Nazrul's poetry is characterised by an abundant use of rhetorical devices, which he employed to convey conviction and sensuousness. He often wrote without care for organisation or polish. His works have often been criticized for egotism, but his admirers counter that they carry more a sense of self-confidence than ego. They cite his ability to defy God yet maintain an inner, humble devotion to Him. Nazrul's poetry is regarded as rugged but unique in comparison to Tagore's sophisticated style. Nazrul's use of Persian vocabulary was controversial but it widened the scope of his work. Nazrul's works for children have won acclaim for his use of rich language, imagination, enthusiasm and an ability to fascinate young readers. 

Nazrul is regarded for his secularism. He was the first person to cite of Christians of Bengal in his novel Mrityukhudha. He was also the first user of folk terms in Bengali literature. He first printed the Sickle and Hammer in any Indian magazine. Nazrul pioneered new styles and expressed radical ideas and emotions in a large body of work. Scholars credit him for spearheading a cultural renaissance in Muslim-majority Bengal, "liberating" poetry and literature in Bengali from its medieval mould. Nazrul was awarded the Jagattarini Gold Medal in 1945 — the highest honour for work in Bengali literature by the University of Calcutta — and awarded the Padma Bhushan, one of India's highest civilian honours in 1960. The Government of Bangladesh conferred upon him the status of being the "national poet". He was awarded the Ekushey Padak by the Government of Bangladesh. He was awarded Honorary D.Litt. by the University of Dhaka. Many centres of learning and culture in India and Bangladesh have been founded and dedicated to his memory. The Nazrul Endowment is one of several scholarly institutions established to preserve and expound upon his thoughts and philosophy, as well as the preservation and analysis of the large and diverse collection of his works. The Bangladesh Nazrul Sena is a large public organization working for the education of children throughout the country. 

Renowned Nazrul Sangeet/Geeti singers include Firoza Begum, Nilufar Yasmin (deceased), Manabendra Mukherjee, Dhiren Basu, Ferdous Ara, Fatema-tuz Zohra, Shahin Samad and Ramanuj Dasgupta.

## WHAT NEEDS TO BE DONE
Translate this sentence from the passage on Nazrul into Spanish: "Nazrul's use of Persian vocabulary was controversial but it widened the scope of his work."

## INPUT DATA
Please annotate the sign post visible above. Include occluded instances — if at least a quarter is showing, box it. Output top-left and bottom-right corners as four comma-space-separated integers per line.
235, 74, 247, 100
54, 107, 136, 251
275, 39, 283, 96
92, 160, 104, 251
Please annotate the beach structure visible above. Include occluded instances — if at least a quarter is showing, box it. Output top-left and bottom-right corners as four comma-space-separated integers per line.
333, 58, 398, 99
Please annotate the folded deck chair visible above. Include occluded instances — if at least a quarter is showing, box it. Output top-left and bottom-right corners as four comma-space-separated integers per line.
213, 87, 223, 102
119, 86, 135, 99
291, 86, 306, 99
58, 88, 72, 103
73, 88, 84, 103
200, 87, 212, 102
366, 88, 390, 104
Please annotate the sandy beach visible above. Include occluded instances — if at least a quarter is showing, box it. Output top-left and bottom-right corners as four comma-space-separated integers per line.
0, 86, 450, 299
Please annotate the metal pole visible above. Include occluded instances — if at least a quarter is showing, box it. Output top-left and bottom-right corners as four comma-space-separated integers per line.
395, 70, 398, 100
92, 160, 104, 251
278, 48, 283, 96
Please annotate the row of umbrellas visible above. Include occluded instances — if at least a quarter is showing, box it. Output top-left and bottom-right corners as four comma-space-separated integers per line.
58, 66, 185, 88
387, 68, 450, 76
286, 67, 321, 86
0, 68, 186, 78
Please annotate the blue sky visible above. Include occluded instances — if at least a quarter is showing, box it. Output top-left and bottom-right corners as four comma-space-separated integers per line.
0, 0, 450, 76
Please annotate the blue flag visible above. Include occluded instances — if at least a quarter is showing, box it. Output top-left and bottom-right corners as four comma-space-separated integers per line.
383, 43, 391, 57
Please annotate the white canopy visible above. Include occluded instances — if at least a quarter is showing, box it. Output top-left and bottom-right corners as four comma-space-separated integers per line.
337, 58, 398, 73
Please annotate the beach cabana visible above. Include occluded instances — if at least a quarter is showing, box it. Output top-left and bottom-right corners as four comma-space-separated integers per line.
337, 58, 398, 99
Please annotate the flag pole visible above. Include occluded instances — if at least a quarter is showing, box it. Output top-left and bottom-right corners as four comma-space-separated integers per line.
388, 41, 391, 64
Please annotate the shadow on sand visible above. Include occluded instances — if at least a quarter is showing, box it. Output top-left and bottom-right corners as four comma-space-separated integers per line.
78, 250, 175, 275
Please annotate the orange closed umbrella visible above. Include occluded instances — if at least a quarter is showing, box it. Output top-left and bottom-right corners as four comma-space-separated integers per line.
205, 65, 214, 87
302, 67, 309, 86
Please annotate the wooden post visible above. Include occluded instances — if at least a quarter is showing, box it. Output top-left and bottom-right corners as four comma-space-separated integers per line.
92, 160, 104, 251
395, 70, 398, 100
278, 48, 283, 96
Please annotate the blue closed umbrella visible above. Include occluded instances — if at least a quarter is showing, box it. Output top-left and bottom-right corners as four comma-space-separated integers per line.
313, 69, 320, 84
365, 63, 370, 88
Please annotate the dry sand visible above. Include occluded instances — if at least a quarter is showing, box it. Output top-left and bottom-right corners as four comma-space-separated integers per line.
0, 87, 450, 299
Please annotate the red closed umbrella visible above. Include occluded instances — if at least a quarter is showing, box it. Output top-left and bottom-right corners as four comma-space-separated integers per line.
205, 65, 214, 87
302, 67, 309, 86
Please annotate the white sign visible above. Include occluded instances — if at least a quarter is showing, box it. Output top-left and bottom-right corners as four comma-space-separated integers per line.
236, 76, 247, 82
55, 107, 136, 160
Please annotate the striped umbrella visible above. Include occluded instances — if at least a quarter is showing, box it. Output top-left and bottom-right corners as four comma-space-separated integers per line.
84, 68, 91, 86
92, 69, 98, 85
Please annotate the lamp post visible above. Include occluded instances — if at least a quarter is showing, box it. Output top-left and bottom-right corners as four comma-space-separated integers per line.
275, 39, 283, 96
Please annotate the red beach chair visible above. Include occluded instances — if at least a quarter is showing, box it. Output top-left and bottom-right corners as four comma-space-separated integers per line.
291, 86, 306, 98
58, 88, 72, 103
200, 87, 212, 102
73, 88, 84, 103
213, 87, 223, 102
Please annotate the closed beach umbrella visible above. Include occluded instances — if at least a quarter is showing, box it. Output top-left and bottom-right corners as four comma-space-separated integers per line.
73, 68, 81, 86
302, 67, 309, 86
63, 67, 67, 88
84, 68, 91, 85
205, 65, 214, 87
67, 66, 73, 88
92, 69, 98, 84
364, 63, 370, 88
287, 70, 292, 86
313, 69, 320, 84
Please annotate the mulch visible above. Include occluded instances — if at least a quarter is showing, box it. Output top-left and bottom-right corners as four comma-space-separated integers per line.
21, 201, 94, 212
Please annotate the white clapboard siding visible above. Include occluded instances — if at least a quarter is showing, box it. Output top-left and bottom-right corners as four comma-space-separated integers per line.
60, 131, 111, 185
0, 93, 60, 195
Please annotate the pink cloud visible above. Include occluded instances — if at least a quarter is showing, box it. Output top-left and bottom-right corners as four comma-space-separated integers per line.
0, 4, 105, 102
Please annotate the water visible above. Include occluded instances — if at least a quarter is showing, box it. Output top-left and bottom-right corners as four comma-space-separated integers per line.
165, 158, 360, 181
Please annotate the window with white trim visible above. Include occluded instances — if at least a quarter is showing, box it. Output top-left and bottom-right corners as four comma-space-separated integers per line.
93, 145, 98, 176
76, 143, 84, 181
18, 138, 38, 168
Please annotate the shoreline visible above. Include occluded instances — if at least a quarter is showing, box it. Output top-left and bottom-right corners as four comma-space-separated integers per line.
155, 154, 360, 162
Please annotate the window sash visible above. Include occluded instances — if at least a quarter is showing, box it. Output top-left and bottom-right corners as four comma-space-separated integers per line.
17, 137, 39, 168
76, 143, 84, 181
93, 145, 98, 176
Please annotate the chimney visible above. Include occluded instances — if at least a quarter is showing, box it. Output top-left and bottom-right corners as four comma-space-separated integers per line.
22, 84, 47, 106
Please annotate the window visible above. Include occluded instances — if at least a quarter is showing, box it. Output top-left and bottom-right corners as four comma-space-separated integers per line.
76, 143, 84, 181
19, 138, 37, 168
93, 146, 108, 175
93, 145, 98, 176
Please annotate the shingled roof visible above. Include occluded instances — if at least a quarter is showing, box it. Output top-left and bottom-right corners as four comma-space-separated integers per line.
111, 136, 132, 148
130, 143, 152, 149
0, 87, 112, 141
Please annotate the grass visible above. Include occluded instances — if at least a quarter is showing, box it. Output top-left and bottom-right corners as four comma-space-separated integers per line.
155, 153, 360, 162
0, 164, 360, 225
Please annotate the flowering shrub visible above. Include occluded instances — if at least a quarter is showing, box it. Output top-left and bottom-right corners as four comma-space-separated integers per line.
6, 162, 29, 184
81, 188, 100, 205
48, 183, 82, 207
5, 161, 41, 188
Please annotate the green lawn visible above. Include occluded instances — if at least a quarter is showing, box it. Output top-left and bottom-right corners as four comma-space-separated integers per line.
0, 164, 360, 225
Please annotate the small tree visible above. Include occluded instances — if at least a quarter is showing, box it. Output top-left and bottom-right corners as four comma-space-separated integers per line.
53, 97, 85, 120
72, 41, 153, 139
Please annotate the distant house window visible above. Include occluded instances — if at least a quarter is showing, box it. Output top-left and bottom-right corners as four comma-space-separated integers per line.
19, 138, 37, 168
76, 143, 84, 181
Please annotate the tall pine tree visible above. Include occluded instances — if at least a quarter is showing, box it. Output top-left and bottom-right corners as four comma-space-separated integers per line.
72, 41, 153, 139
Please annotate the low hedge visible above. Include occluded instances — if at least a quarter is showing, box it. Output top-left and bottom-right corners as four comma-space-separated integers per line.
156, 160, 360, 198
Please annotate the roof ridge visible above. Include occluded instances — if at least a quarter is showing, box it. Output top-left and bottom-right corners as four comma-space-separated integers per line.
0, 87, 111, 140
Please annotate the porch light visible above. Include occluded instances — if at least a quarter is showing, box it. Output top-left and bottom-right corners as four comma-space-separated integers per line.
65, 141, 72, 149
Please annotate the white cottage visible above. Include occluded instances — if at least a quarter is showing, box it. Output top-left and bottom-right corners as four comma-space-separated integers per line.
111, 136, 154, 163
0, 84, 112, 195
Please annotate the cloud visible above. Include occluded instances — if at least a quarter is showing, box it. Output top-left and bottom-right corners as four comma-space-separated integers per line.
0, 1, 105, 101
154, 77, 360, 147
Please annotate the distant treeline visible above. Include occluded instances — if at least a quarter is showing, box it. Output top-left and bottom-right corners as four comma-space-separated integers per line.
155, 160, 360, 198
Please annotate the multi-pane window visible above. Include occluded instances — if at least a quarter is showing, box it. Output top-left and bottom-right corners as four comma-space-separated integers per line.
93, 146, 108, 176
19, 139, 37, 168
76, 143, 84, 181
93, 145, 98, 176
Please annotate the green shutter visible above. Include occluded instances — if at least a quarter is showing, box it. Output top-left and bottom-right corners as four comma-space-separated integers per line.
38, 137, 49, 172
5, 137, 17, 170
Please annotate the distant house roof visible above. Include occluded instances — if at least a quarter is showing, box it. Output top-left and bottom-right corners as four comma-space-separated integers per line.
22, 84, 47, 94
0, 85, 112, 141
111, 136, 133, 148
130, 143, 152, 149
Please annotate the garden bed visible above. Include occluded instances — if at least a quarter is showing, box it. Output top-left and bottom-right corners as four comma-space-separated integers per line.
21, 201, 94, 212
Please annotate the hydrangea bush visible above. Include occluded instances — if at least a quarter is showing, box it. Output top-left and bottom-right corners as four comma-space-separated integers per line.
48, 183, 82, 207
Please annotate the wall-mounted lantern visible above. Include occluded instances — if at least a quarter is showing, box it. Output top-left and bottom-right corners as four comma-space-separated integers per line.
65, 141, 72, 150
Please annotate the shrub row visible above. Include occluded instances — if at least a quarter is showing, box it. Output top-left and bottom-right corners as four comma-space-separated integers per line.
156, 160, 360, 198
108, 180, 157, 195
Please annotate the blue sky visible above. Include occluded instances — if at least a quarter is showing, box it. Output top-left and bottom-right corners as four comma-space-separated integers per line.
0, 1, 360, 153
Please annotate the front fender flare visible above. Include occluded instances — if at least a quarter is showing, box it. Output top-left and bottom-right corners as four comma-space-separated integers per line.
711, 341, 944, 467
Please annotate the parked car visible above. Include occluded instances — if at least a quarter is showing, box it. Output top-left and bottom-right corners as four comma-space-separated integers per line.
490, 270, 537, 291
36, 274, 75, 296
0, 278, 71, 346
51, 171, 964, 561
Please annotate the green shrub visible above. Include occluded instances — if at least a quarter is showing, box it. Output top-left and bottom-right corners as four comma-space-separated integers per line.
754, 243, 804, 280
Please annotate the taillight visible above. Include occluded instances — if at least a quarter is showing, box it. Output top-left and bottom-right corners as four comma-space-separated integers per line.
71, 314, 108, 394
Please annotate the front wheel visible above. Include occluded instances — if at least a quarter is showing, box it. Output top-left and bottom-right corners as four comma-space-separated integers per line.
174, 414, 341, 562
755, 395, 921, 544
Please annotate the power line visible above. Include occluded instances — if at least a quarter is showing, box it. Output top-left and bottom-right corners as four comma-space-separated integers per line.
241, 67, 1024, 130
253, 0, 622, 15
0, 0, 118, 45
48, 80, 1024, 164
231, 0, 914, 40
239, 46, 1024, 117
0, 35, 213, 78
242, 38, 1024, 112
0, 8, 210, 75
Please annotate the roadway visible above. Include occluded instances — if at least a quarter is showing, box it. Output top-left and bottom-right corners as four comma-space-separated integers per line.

## RESPONSE FOR THIS EXERCISE
El uso que Nazrul hacía del vocabulario persa fue controvertido, pero amplió el alcance de su obra.